● TASK DESCRIPTION
Please count the lines in the records below that contain the word "where", and reply with the number alone.

(Part of a data file)
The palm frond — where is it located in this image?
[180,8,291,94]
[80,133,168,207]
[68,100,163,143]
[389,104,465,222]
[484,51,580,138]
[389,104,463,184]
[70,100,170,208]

● EXERCISE OUTPUT
1